> _Data shown_
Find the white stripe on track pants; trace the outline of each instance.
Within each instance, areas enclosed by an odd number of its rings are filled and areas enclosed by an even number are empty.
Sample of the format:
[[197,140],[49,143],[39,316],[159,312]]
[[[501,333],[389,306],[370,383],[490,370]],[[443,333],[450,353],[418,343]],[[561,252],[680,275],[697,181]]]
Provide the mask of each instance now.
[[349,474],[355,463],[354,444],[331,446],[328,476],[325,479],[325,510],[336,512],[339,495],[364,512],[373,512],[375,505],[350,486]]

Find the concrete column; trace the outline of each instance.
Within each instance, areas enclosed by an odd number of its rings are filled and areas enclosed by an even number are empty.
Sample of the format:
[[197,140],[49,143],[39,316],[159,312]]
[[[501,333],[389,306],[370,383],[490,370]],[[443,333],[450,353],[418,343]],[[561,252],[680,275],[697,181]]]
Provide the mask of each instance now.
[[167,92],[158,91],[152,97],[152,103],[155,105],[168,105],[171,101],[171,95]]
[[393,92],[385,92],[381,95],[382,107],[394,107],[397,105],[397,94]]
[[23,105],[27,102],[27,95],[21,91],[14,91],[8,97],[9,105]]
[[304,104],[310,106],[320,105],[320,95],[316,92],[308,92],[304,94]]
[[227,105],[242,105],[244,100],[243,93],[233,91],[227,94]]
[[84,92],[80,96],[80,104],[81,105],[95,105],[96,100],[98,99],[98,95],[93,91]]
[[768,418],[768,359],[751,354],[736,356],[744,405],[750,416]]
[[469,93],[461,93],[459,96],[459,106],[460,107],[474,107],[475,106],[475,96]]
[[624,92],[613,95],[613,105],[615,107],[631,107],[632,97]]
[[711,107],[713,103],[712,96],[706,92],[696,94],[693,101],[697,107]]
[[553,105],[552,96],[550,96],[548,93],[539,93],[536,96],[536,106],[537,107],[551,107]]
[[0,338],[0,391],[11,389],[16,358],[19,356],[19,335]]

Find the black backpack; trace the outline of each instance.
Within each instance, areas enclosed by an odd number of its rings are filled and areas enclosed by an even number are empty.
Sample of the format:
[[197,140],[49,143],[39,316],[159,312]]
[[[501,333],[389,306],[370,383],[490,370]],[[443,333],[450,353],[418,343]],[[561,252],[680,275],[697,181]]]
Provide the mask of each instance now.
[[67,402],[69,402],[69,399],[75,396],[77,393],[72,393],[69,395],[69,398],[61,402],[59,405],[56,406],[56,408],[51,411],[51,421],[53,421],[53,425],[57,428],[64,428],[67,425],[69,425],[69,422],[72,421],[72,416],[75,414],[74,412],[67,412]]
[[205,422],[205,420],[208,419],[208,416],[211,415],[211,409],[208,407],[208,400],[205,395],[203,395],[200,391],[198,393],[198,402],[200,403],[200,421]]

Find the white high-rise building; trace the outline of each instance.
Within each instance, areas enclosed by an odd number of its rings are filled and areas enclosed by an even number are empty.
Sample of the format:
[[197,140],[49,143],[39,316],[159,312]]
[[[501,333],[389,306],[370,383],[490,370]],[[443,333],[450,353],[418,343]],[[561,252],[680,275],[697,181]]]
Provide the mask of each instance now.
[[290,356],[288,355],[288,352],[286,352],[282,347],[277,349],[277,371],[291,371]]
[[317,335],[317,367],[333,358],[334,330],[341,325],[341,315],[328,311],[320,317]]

> _What this task involves_
Stopping at the line containing "Find the concrete", please repeat exactly every line from the very start of the entries, that line included, and nothing more.

> _Finished task_
Find the white stripe on track pants; trace the outline of each instance.
Within each instance, areas enclosed by an odd number of its rings are filled and areas enclosed by an even number are empty.
Sample of the format:
[[197,140],[49,143],[39,316],[159,312]]
[[[501,333],[389,306],[370,383],[490,370]],[[443,333],[450,353],[418,343]],[[561,252],[680,275],[697,181]]]
Provide the mask of each instance now.
[[349,474],[355,463],[354,444],[331,446],[328,476],[325,479],[325,510],[336,512],[339,495],[364,512],[373,512],[375,505],[350,486]]

Find the concrete column; trace the outline of each instance.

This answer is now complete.